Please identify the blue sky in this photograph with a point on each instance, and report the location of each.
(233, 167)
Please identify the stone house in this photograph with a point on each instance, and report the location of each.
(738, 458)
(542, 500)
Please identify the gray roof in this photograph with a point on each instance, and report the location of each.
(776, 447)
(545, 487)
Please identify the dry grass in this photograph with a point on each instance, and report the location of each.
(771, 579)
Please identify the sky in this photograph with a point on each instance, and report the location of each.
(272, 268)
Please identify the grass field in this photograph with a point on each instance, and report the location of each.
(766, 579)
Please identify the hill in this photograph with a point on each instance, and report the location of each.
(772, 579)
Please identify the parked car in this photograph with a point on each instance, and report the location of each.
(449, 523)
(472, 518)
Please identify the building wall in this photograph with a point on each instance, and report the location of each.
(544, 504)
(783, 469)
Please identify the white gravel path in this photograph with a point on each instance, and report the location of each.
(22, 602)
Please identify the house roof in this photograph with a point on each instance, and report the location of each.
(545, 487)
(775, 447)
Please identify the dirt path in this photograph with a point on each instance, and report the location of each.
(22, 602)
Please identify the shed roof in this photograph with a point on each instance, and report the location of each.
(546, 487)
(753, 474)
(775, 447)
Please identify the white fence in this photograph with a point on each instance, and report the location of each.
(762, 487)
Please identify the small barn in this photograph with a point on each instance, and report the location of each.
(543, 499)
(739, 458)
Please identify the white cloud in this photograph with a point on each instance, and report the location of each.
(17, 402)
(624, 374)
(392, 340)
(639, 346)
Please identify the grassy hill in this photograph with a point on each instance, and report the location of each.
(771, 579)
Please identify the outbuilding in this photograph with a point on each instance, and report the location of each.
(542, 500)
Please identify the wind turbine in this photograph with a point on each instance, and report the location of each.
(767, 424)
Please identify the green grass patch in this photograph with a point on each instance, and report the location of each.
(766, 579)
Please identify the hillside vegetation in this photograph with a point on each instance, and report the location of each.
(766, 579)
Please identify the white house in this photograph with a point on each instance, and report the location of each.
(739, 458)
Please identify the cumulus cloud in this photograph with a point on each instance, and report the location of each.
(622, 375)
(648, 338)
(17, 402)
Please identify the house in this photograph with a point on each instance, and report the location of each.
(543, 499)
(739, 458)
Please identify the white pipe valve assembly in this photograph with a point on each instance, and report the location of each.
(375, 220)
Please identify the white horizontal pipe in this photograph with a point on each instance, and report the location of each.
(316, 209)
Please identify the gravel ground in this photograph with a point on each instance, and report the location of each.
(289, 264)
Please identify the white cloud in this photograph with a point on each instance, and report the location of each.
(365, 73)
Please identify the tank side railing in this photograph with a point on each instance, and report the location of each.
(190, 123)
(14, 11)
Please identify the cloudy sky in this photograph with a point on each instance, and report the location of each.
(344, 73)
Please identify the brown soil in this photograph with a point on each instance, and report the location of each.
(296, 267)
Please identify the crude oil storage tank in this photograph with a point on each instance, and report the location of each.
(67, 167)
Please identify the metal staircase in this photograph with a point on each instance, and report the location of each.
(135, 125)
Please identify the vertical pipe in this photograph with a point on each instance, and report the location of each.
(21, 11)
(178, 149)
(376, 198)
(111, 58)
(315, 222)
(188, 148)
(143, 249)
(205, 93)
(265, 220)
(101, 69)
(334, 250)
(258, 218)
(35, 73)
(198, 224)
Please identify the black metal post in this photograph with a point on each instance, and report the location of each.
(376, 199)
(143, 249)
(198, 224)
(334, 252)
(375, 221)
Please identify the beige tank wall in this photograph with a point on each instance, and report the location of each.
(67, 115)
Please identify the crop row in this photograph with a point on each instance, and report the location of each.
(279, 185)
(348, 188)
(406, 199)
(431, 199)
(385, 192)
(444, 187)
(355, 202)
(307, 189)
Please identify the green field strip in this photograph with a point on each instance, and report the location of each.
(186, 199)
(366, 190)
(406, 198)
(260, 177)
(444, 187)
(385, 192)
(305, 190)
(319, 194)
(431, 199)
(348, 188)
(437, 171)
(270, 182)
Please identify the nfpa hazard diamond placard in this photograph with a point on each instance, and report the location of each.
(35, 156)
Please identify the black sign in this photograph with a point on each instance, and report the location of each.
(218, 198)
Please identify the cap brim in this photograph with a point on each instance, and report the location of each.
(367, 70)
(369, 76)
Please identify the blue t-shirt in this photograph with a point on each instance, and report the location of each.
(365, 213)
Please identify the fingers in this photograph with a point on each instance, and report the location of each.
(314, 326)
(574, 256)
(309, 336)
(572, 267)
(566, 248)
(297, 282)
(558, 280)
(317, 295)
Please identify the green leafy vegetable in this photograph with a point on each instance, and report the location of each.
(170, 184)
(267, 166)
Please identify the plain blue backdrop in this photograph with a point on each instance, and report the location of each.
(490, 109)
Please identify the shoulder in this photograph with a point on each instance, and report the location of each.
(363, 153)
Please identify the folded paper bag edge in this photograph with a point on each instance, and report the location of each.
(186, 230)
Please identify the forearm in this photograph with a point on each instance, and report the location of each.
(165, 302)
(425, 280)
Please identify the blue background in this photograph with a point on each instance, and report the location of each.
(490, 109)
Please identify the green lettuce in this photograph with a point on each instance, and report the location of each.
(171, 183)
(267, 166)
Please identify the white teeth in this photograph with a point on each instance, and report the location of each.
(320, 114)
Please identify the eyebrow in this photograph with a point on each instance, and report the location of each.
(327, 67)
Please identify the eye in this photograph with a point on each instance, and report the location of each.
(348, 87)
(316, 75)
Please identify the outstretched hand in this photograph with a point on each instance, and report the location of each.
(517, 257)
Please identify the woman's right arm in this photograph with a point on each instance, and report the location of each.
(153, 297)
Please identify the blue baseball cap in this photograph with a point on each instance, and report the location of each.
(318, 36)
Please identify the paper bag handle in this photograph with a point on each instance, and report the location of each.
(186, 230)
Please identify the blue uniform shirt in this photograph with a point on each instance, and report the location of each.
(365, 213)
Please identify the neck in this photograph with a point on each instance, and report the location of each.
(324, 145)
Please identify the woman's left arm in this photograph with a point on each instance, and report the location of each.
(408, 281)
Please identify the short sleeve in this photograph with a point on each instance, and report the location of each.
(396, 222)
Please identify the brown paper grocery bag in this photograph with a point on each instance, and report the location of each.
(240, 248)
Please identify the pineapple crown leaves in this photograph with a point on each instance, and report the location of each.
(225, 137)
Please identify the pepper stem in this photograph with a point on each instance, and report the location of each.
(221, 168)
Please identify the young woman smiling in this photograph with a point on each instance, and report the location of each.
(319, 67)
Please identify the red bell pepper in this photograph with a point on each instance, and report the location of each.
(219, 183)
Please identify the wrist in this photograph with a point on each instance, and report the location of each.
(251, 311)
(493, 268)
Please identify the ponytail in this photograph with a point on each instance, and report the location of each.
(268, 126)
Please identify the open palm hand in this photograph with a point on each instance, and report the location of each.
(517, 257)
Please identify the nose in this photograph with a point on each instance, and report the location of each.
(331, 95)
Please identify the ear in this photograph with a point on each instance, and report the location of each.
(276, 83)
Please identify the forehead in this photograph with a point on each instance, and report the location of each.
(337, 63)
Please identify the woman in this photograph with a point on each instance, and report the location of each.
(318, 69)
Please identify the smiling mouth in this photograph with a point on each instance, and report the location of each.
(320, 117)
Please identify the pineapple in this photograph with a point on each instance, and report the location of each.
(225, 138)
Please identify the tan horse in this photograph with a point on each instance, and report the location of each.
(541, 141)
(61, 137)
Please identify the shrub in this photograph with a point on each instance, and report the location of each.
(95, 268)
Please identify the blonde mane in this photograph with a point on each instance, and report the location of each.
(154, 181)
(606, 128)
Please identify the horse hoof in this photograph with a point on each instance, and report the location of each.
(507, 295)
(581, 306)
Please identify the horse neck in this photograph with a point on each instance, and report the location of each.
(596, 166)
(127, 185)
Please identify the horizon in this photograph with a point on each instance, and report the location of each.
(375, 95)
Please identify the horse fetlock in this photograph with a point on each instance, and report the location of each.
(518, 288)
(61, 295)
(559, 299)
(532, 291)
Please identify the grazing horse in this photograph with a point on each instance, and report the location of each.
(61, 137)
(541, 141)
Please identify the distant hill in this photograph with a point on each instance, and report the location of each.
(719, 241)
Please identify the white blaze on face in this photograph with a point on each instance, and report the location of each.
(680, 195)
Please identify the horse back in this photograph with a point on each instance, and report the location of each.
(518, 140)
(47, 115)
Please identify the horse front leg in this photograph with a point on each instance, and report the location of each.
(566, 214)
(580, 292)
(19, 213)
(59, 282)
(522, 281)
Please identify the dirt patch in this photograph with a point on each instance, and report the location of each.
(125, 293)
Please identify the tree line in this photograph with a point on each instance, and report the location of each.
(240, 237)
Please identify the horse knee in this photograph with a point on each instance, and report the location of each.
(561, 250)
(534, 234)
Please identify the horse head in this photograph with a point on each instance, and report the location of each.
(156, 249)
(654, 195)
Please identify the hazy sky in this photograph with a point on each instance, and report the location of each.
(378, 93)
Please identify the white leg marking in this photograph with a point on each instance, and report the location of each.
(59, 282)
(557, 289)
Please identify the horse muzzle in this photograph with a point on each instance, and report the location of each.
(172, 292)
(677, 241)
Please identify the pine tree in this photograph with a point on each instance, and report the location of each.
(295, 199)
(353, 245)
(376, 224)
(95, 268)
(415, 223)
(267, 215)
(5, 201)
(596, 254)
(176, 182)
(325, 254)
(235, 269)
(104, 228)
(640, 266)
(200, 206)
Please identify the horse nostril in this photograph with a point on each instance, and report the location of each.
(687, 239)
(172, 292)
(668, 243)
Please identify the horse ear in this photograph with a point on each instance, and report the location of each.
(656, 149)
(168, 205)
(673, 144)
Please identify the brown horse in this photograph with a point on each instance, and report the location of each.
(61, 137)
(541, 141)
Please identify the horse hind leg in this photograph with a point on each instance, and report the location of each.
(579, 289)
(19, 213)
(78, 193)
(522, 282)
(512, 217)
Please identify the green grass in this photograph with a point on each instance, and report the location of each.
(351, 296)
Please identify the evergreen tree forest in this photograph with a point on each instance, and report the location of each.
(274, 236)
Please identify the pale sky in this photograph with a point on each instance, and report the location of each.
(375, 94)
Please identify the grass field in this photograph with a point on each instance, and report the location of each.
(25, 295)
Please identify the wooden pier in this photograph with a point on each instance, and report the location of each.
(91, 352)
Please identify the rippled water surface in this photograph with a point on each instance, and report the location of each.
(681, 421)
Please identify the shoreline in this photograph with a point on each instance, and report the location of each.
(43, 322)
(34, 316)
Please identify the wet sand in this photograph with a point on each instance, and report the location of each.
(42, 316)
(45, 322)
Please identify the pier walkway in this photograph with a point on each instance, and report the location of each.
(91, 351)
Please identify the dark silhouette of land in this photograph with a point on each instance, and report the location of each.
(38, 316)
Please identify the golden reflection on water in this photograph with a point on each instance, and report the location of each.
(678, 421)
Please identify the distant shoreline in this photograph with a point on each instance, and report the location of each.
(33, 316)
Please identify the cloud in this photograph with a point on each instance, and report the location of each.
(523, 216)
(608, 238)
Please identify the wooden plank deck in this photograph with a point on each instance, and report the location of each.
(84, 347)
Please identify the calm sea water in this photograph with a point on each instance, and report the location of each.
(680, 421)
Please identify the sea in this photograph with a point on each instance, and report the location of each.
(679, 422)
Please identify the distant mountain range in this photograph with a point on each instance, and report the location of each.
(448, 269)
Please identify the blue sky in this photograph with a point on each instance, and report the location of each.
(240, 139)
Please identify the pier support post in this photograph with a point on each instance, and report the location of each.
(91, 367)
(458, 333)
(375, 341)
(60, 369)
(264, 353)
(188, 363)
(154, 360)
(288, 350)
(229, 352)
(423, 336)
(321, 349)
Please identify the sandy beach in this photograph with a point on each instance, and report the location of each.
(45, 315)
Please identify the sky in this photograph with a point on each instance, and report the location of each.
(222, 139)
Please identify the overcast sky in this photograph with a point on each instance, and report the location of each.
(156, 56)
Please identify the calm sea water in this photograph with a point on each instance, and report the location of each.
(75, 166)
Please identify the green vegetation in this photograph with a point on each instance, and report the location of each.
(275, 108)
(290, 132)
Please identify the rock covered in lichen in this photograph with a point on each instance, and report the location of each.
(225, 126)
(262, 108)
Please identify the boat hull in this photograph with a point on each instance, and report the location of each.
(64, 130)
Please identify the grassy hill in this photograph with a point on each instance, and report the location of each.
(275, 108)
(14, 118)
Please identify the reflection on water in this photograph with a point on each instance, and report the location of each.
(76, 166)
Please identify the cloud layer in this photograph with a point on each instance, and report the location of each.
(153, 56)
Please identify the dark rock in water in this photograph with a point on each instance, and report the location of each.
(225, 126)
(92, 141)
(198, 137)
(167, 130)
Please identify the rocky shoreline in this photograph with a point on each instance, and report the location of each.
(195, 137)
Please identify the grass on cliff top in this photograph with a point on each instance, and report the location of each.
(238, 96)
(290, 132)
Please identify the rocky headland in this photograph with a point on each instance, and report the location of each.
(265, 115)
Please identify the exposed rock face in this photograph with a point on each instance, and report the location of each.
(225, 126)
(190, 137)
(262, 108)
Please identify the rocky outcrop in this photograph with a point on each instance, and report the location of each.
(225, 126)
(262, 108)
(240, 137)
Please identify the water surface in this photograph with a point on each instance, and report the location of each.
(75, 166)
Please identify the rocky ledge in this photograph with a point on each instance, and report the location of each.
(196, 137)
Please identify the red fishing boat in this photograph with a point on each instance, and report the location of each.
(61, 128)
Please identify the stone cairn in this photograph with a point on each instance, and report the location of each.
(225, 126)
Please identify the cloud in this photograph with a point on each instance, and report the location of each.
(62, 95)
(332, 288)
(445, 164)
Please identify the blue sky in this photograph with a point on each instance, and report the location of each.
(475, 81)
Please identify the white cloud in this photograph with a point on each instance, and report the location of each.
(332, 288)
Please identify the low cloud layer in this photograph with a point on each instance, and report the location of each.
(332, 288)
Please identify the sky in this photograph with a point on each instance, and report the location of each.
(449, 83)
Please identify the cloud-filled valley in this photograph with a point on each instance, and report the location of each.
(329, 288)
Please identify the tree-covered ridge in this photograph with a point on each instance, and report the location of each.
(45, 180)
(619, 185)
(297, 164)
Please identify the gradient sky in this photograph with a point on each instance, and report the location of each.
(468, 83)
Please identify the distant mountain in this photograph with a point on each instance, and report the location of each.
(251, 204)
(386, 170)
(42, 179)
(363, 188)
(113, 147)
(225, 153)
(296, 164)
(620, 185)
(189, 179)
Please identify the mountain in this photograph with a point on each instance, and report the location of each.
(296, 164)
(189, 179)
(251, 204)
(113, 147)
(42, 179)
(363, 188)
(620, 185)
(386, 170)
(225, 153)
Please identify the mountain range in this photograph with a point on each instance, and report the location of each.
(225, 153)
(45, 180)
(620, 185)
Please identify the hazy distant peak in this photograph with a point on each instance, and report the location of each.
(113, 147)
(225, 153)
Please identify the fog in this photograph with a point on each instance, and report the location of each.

------------------------------

Task goal: Write the lines out exactly, from the one with "Please identify the low" down to the last line of the listing, and leave out all others.

Written solution:
Please identify the low cloud layer in this photograph with a point on each instance, and report the location of each.
(332, 288)
Please identify the sky in this photograph with a point on each instance, and report the location of each.
(449, 83)
Please identify the cloud-filled valley in this photograph with a point on each instance, and report the location of each.
(329, 288)
Please identify the tree-covered ridge in this photograph with a point on each instance, and report the location of each.
(45, 180)
(619, 185)
(297, 164)
Please identify the gradient sky in this photograph with a point on each instance, and report the location of each.
(468, 83)
Please identify the distant mountain in this photograph with a point on each instance, and report the location of each.
(251, 204)
(386, 170)
(42, 179)
(363, 188)
(113, 147)
(225, 153)
(296, 164)
(620, 185)
(189, 179)
Please identify the mountain in this photograph with a point on each instance, and report the location of each.
(296, 164)
(189, 179)
(251, 204)
(113, 147)
(42, 179)
(363, 188)
(620, 185)
(386, 170)
(225, 153)
Please identify the mountain range in this photograph with a point on each instance, and report the location of each.
(225, 153)
(45, 180)
(620, 185)
Please identify the hazy distant peak in this photograph with a point on each instance, and report the location of each.
(113, 147)
(225, 153)
Please identify the fog in this photograph with a point on each instance, and report the location of each.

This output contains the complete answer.